**Assignment 1**
According to the passage on wattles, from how many countries have introduced wattles been recorded?
**Assignment 2**
Retype the passage on wattles word for word, starting with "While it is" and going on through "understanding invasion biology.".
**Assignment 3**
Extend the passage on wattles beyond its final sentence.

**Extract to read**
________________

NEW BOOK: WATTLES ON THE MOVE

Colin Hughes (University of Zurich, Switzerland)

Travelling through parts of South Africa or Iberia, such as southern Portugal, it would be easy to imagine that one is actually in the heart of the Australian bush, such is the abundance, prominence and diversity of species of Australian acacias that are now found in these areas. Acacia species – known generically in Australia as wattles – now dominate significant areas in parts of the world where they are introduced. In southern Portugal, alongside the wattles, are large-scale plantations of eucalypts, further accentuating just how ‘Australian’ some of these distant habitats have become. It is this process of the globalisation via introductions and invasions of wattles that is the focus of a new book: Wattles. Australian Acacia Species Around the World, published by CABI in 2023, and edited by David Richardson, Johannes Le Roux and Elizabete Marchante, who appropriately work respectively in South Africa and Portugal.

While it is well-known that the large, mainly Australian, legume genus Acacia is now one of the planet’s most widely spread plant genera, the sheer scale and extent of its anthropogenic translocation are quite staggering. As documented in this new book, 41% of the 1082 species of Acacia are known to occur as non-native species; introduced wattles have been recorded from 172 countries; 75 species have established self-sustaining populations following introductions; 28 species are classified as invasive and causing substantial ecological and socio-economic impacts. These impacts include even the establishment of novel ecosystems, so-called wattle jungles or thickets, following invasion or abandonment of Acacia plantations. Because of this, wattles have emerged as a flagship group for understanding invasion biology.

________________

**Listed records**
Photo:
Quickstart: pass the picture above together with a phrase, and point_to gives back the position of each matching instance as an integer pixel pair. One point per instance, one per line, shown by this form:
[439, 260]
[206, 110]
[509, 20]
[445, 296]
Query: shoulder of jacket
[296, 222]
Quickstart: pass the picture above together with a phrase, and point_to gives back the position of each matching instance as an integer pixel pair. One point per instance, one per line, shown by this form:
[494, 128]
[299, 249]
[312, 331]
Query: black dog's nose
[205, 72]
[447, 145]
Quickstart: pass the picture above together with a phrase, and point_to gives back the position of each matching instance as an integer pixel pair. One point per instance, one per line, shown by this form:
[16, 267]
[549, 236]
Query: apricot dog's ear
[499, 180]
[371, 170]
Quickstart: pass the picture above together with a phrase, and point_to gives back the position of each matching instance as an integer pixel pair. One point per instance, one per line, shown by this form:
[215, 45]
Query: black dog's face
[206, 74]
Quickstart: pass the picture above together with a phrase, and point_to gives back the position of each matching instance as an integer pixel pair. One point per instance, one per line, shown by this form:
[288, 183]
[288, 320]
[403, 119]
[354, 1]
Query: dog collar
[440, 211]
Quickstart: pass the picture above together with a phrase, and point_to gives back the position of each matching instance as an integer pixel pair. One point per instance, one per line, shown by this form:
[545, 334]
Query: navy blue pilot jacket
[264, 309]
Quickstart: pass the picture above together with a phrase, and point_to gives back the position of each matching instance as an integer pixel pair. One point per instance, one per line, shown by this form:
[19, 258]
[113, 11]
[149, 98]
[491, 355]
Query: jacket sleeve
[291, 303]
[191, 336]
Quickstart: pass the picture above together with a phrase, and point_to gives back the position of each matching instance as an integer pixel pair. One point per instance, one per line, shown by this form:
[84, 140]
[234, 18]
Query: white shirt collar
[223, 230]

________________

**Task output 1**
172 countries.

**Task output 2**
While it is well-known that the large, mainly Australian, legume genus Acacia is now one of the planet’s most widely spread plant genera, the sheer scale and extent of its anthropogenic translocation are quite staggering. As documented in this new book, 41% of the 1082 species of Acacia are known to occur as non-native species; introduced wattles have been recorded from 172 countries; 75 species have established self-sustaining populations following introductions; 28 species are classified as invasive and causing substantial ecological and socio-economic impacts. These impacts include even the establishment of novel ecosystems, so-called wattle jungles or thickets, following invasion or abandonment of Acacia plantations. Because of this, wattles have emerged as a flagship group for understanding invasion biology.

**Task output 3**
This book explores in great depth and breadth the insights that can be gained from understanding these plants. With 120 authors from 17 countries, spanning a wide range of disciplines, this book represents a gold mine of knowledge about the ecology, evolutionary biology, biogeography and macroecology, utility and invasiveness of the genus Acacia, the second largest genus of legumes, and its spectacular conquest of the world.

The book starts with a series of chapters that present a synthesis of the taxonomy, environmental amplitudes and functional trait and genetic attributes of the vast natural species pool encompassed by the genus Acacia, linking that knowledge to the invasion status and invasiveness potential of species. This is followed by a set of chapters documenting the history of introduction, spread and invasion of acacias, dubbed the Anthropocene conquest of the globe by the wattles. This synthesis is based around detailed regional studies in Europe, California, Africa, Brazil/Chile, and New Zealand, including data on the utility and perceptions of wattles by people around the world. Next, follow chapters on the biology of interactions between Acacia and other groups of organisms – symbionts, seed dispersers, pollinators, and pests and diseases – biology that underpins our understanding of why wattles are such successful invaders. It is this biological knowledge that provides the basis of potential biological control and management options in areas where wattles have invaded. There are then chapters devoted to assessments of the impacts – social, economic and ecological – of Acacia introductions and invasions. The final section of the book is devoted to discussing ways to control, monitor, manage and model wattle invasions. The concluding chapter, entitled the ‘Wattles’ Invasion Syndrome, attempts to encapsulate the key elements of why acacias are such prominent travellers and invaders. This is neatly summed up in the book as Woody Australian Trees that Transform landscapes: Leguminous, Enemy-free, with persistent Seedbanks, i.e., WATTLES!